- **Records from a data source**
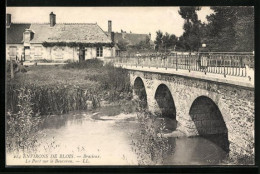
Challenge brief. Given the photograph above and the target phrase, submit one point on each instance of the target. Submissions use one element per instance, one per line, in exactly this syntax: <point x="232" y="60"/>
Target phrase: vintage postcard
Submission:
<point x="88" y="86"/>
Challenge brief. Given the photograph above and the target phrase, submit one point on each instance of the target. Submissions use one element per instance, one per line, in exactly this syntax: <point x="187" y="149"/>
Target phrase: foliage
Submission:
<point x="165" y="41"/>
<point x="143" y="45"/>
<point x="122" y="45"/>
<point x="190" y="40"/>
<point x="230" y="29"/>
<point x="90" y="63"/>
<point x="22" y="126"/>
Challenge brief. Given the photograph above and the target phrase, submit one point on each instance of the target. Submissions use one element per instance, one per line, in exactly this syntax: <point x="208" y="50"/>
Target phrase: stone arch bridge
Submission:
<point x="213" y="108"/>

- **What the task requires**
Each line from the one containing "Target phrase: foliage" to the last line above must be returned exactly, and no line outside that range.

- **Expected answer**
Target phrase: foliage
Submission:
<point x="165" y="41"/>
<point x="143" y="45"/>
<point x="122" y="45"/>
<point x="190" y="40"/>
<point x="230" y="29"/>
<point x="90" y="63"/>
<point x="22" y="126"/>
Challenge brief. Given the photograph above and the target phrase, submit one point on each instance of the target. Submissions use one element per instance, one per line, in exactly this syntax: <point x="208" y="50"/>
Target phrase: stone arch bridge
Submission:
<point x="213" y="108"/>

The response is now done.